** START OF EXTRACTED INFORMATION **

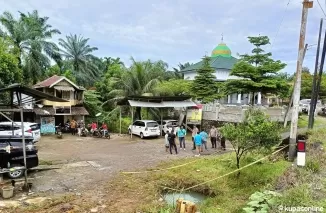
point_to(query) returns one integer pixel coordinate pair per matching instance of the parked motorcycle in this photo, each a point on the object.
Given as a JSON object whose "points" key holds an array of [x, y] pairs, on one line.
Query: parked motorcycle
{"points": [[84, 132]]}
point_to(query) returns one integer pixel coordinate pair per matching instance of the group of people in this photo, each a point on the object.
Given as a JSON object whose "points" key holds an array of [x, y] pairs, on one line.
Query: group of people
{"points": [[78, 127], [199, 139]]}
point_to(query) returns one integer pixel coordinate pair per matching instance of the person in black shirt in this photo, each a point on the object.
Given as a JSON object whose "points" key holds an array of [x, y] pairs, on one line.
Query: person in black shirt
{"points": [[171, 138]]}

** END OF EXTRACTED INFORMATION **

## PROBLEM DETAILS
Reproduce the listing verbatim, starting at the line containing "of the group" and ending at the final line of the listing, with both of those lines included.

## EXPECTED OUTPUT
point_to(query) returns one integer pixel coordinate pair per matching instance of the group of people in this photo, each a point on the object.
Given as a JSON object whose "points" key holds an array of [x, y] pairs, on one line.
Query: group of people
{"points": [[78, 127], [199, 139]]}
point_to(query) returns one integer pixel coordinate pair per matching instance of the person in black shirt in this photo, each a point on the object.
Given as a JSON object whose "points" key holds an array of [x, y] pairs, on one line.
Query: person in black shirt
{"points": [[171, 138]]}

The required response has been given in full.